> [Required action]: Begin at the line containing "Point out the green stalk" and reproduce every line through the end of the entries below. Nothing else should appear.

> [Supplied material]:
↓↓↓

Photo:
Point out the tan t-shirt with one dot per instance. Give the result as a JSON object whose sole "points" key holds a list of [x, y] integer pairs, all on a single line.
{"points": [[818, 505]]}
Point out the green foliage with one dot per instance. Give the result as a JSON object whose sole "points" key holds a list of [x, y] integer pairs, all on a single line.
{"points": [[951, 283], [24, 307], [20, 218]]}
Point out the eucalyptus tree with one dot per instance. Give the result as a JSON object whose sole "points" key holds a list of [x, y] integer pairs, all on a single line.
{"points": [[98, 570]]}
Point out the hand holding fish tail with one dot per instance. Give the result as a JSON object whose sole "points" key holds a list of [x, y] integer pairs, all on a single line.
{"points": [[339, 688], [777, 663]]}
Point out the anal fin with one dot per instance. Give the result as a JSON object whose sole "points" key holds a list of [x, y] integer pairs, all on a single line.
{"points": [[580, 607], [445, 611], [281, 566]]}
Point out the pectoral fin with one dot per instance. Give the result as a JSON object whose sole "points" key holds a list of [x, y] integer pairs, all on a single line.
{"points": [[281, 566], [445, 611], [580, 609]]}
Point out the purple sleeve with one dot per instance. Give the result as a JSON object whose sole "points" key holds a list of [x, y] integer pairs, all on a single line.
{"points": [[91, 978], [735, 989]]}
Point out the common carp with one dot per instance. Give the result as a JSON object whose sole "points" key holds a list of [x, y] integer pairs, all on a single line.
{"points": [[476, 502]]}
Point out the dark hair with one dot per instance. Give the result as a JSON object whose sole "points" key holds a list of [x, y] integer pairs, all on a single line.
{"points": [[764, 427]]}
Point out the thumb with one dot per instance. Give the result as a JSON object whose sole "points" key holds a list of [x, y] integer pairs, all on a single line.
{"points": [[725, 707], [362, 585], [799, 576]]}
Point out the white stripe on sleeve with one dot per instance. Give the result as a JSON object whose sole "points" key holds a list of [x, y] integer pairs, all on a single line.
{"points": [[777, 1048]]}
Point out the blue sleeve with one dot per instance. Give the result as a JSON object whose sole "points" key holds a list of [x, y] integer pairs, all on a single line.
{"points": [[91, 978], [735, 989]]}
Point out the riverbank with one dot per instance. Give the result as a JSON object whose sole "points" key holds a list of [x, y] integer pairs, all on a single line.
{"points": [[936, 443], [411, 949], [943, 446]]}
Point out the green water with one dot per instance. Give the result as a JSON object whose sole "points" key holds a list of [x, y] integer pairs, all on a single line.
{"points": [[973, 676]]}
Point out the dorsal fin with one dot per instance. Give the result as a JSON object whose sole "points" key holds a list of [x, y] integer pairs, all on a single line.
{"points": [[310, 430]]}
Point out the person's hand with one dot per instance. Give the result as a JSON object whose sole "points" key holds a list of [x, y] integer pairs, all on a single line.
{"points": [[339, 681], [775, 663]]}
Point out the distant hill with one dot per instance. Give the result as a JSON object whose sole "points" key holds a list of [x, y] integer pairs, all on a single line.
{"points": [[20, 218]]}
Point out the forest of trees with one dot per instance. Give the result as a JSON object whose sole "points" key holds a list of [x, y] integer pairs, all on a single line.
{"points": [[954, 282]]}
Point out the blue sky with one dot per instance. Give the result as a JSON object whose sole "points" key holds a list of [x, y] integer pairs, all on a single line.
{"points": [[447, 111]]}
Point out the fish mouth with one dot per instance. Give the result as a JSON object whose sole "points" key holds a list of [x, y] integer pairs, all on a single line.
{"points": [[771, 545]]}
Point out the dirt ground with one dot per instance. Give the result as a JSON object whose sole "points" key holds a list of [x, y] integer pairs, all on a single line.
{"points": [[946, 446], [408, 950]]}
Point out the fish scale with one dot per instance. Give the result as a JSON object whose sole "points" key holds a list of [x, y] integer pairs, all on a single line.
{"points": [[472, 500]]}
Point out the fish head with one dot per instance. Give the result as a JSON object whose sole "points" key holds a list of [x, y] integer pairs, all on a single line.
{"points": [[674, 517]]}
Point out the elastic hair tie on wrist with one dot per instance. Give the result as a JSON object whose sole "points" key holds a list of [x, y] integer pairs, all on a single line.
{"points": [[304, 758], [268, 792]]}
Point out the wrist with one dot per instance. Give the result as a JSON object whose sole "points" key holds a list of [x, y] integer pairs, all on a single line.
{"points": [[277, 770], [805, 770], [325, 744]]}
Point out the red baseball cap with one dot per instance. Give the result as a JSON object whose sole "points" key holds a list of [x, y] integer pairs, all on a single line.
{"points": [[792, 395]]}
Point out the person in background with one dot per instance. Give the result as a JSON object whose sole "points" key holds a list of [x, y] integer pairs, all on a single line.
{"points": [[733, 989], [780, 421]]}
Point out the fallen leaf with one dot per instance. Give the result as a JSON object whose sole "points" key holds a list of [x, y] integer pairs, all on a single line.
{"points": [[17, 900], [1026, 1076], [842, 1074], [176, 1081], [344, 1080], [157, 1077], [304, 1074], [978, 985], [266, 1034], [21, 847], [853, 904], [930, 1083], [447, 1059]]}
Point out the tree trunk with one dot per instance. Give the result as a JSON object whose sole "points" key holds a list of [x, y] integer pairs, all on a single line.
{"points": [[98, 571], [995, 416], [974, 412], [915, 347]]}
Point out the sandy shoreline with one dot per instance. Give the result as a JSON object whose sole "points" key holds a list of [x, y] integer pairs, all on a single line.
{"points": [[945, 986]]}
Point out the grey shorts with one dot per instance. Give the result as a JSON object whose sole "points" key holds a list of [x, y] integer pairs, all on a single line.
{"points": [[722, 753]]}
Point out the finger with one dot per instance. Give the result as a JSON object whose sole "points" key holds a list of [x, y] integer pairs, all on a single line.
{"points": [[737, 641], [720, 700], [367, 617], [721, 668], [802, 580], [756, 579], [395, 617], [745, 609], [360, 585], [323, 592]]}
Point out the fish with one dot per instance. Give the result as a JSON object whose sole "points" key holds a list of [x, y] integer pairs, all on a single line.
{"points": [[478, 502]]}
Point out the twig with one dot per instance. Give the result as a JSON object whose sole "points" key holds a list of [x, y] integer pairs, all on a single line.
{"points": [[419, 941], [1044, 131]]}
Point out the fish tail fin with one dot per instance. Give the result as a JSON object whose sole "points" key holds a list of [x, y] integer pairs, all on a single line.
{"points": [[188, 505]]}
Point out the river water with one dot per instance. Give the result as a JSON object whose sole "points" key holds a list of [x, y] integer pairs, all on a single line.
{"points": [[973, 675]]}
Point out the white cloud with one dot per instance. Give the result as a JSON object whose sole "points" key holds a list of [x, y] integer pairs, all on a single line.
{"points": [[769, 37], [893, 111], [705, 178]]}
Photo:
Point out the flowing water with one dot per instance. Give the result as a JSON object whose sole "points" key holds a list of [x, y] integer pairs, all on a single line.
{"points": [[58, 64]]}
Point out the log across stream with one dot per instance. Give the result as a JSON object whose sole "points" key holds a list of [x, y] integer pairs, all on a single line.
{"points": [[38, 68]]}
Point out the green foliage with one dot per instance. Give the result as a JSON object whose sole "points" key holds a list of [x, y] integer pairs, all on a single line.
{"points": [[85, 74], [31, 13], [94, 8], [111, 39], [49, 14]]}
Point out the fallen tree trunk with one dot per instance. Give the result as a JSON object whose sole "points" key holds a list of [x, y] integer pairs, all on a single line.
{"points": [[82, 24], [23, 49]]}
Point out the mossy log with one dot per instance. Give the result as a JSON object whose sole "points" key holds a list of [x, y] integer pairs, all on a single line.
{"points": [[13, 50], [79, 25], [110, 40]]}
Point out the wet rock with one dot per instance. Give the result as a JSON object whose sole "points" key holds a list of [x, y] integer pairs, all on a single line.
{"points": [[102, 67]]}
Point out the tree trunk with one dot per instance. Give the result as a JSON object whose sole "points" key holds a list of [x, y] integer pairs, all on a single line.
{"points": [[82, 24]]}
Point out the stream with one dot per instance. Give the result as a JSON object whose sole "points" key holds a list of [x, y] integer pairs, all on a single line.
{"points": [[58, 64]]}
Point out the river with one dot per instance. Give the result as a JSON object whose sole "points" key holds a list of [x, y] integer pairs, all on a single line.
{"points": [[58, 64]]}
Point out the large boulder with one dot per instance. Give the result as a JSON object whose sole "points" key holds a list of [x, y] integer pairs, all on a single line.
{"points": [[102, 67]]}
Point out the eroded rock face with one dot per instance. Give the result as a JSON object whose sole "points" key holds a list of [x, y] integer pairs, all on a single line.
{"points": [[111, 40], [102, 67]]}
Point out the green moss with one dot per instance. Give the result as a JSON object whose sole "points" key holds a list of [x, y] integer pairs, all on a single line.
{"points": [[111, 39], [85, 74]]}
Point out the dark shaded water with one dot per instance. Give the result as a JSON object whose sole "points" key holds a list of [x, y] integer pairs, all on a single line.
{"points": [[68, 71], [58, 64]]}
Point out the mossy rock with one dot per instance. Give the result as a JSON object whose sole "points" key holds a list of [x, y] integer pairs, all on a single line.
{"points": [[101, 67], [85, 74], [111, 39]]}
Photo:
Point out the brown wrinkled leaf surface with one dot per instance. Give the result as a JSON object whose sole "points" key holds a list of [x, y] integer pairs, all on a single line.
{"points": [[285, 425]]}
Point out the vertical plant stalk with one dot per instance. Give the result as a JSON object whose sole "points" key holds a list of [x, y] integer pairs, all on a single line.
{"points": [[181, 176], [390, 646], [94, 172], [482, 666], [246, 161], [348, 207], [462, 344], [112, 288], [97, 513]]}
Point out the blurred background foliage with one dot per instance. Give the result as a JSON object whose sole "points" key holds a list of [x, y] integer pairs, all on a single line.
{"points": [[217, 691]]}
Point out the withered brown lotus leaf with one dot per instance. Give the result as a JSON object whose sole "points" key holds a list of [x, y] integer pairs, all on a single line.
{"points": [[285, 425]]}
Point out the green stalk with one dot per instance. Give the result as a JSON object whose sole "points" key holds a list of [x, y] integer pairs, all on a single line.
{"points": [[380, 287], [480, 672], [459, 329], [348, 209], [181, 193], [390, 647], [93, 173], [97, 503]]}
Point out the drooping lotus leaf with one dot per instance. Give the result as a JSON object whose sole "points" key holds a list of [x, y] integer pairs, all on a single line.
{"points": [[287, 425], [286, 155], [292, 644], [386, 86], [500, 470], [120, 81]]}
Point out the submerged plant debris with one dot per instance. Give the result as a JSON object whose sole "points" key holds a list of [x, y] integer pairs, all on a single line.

↑↑↑

> [Problem solution]:
Point out the green stalk with one dot per instance. Give the result as a JSON object whose sole "points" key holds a list of [x, y] integer pairs, all on a single line.
{"points": [[380, 287], [480, 672], [459, 329], [348, 209], [181, 193], [390, 647], [93, 173], [97, 503]]}
Point out the drooping lotus leaf with one dot per instance. Give the result as a JSON object whose sole "points" key holds a list of [x, y] integer pairs, all on a single line.
{"points": [[287, 425], [286, 155], [292, 644], [386, 86], [500, 470], [120, 81]]}
Point out the submerged plant debris with one dot per instance. Give the result as a JSON object whose sole "points" key holds a list of [x, y] integer pairs, all on a single line.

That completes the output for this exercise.